◆ **WORK TO BE COMPLETED**
Report how many lines of the records below include the word "windshield". Give nothing but the number.
DATASET RECORDS START
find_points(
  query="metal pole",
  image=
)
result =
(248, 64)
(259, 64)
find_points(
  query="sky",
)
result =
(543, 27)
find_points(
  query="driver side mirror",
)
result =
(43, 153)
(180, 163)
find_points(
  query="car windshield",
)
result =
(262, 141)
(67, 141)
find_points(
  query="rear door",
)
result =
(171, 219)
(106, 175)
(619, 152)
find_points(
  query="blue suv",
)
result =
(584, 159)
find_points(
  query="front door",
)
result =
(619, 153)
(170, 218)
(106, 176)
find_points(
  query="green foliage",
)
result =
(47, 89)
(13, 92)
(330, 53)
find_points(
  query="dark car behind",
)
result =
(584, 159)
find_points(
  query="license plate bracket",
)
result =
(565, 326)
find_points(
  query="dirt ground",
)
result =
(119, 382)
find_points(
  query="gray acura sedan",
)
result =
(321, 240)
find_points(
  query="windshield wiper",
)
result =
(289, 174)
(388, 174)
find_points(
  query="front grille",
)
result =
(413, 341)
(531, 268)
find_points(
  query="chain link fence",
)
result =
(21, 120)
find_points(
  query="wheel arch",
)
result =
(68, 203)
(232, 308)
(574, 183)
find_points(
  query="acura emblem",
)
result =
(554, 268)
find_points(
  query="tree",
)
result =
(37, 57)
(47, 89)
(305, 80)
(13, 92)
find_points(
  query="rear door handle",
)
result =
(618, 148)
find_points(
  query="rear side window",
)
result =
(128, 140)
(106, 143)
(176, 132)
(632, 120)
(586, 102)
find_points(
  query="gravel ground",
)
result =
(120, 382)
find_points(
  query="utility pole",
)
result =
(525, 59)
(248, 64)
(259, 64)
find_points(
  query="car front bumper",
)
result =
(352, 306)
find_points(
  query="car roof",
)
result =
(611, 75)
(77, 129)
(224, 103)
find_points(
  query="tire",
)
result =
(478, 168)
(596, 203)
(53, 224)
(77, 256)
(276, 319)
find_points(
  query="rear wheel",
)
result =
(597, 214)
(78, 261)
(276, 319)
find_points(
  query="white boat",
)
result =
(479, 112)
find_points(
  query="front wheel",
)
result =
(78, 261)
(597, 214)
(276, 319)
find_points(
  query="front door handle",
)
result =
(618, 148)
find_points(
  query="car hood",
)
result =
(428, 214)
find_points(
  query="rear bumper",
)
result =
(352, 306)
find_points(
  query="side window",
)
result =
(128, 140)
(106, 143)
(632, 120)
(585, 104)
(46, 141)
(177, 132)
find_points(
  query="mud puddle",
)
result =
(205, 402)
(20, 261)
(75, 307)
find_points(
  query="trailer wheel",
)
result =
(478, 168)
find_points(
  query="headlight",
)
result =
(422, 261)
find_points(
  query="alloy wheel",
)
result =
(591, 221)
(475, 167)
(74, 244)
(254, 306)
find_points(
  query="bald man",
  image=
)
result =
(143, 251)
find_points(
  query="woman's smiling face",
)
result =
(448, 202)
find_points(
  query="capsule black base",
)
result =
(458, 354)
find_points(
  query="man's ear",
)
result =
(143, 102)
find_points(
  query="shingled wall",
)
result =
DATASET RECORDS END
◆ **COMPLETED TASK**
2